Passage shown:
────────
Posted Jul 26, 2011 7:39 UTC (Tue) by Zenith (guest, #24899) [Link] (1 responses)

My first reaction was "is it April 1st already?".

If they can do this in parallel with getting Firefox development up a few gears, then no problem, but I would hate to see them loose focus from plain Firefox.

Mozilla to develop a stand-alone operating system

Posted Jul 26, 2011 8:52 UTC (Tue) by Hausvib6 (guest, #70606) [Link]

I think Firefox development will be inline with this project. With the current Firefox development pace, it won't be a surprise that Firefox itself becoming an OS. To prevent this from hapenning, Mozilla has taken a step in the right direction by starting B2G project so Firefox will always be a web browser yet the energy and desire to create an OS can be redirected into B2G.

Furthermore, by leveraging web technologies as for application development Mozilla will enable lots of people to start developing various useful and pretty applications for themselves and other people. History has taught us the wonderful results when anyone can create something with HTML/JS/CSS: Geocities, MySpace, Friendster, not to mention countless other sites with blinking GIF animations and marquees. As B2G is a project of Mozilla, we can be sure that the spirit of freedom and openness will be carried over to this future B2G application developers. We'll have countless new FLOSSs and finally end the hegemony of closed and/or proprietary softwares.

Bravo, Mozilla, bravo.

Mozilla to develop a stand-alone operating system

Posted Jul 26, 2011 8:22 UTC (Tue) by bjartur (guest, #67801) [Link]

HTML seems to be the solution to every problem, and every problem a nail.

Mozilla to develop a stand-alone operating system

Posted Jul 26, 2011 8:57 UTC (Tue) by ibukanov (subscriber, #3942) [Link] (4 responses)

In couple of cases I know small-to-medium-sized companies found it is cheaper and faster to develop a web application (in PHP AFAIK) with a web server running on the local PC than to create a custom GUI.

One of those companies even uses rather old PC that just boots from a Linux CD and not worry that much that the person who run the application can install mallware. For such companies booting into a browser makes a perfect sense.

Mozilla to develop a stand-alone operating system

Posted Jul 26, 2011 9:11 UTC (Tue) by eduperez (guest, #11232) [Link] (3 responses)

A single-application OS running a pre-configured browser on the client, and EyeOS (or similar) in the server makes much sense for lots of environments.

Mozilla to develop a stand-alone operating system

Posted Jul 26, 2011 16:04 UTC (Tue) by maderik (guest, #28840) [Link] (2 responses)

Yes, it's called re-inventing the IBM 3270.

Mozilla to develop a stand-alone operating system

Posted Jul 26, 2011 19:15 UTC (Tue) by ccchips (subscriber, #3222) [Link]

ROFL! LM*O (etc. etc...)

I'm going to remember this one forever!

Mozilla to develop a stand-alone operating system

Posted Jul 27, 2011 5:17 UTC (Wed) by nas (subscriber, #17) [Link]

That's a good analogy. HTML 5 + Javascript in modern browers kick the crap out of what could be done on a IBM 3270 but the basic idea is somewhat similar. For certain systems, maybe most even, it's still a valid model.
────────
Data excerpts:

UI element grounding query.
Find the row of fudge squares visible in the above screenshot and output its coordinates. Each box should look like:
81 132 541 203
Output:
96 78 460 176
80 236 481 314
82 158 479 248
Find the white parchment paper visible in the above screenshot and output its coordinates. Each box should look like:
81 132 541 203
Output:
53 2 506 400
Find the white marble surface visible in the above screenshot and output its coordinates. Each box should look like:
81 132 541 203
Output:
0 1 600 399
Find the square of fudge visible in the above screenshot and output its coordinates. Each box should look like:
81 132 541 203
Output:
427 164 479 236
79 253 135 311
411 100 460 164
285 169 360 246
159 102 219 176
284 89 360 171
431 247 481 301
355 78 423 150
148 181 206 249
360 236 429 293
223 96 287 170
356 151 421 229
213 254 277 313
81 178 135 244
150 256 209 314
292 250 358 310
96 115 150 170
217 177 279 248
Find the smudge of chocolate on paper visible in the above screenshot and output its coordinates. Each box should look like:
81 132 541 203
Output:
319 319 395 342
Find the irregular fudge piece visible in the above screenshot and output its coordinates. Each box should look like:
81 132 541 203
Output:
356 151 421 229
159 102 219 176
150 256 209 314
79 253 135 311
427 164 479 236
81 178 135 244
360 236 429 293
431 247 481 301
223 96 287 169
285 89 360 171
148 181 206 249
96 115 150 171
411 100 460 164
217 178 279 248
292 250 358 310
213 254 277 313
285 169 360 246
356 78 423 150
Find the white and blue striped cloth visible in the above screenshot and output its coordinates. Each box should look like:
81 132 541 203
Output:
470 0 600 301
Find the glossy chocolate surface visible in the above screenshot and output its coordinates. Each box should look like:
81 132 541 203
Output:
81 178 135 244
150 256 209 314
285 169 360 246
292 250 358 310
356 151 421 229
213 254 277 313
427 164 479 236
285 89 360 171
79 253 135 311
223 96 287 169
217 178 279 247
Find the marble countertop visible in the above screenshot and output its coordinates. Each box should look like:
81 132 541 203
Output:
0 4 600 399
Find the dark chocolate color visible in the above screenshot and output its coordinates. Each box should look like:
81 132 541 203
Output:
────────
Stated problem: Can you extend the comment thread on Mozilla developing a stand-alone operating system with further comments that pick up after its final post? None of the items has any connection to the comment thread about Mozilla's operating system.

Result:
Loss of focus..

Posted Jul 26, 2011 8:58 UTC (Tue) by renox (guest, #23785) [Link]

IMHO, they should focus on Electrolysis instead.

What happened to their Open Web App Store?

Posted Jul 26, 2011 9:39 UTC (Tue) by christian_couder (subscriber, #56350) [Link] (1 responses)

I wonder what happened to the Open Web App Store they proposed:

http://blog.mozilla.com/blog/2010/05/20/an-open-web-app-s...

What happened to their Open Web App Store?

Posted Jul 26, 2011 15:11 UTC (Tue) by KaiRo (subscriber, #1987) [Link]

Our people are still working on it, and I've been hearing for some time that the next step is about to go public, including reverting the wrongdoing of keeping a lot of that work under wraps - it's not Mozilla style not to do all those discussions in the open, and that will be corrected.

Mozilla to develop a stand-alone operating system

Posted Jul 26, 2011 9:58 UTC (Tue) by przemoc (guest, #67594) [Link]

> The associated repository contains only a README file thus far.

But even this sole README.md file is under heavy development, making the project looks really promising.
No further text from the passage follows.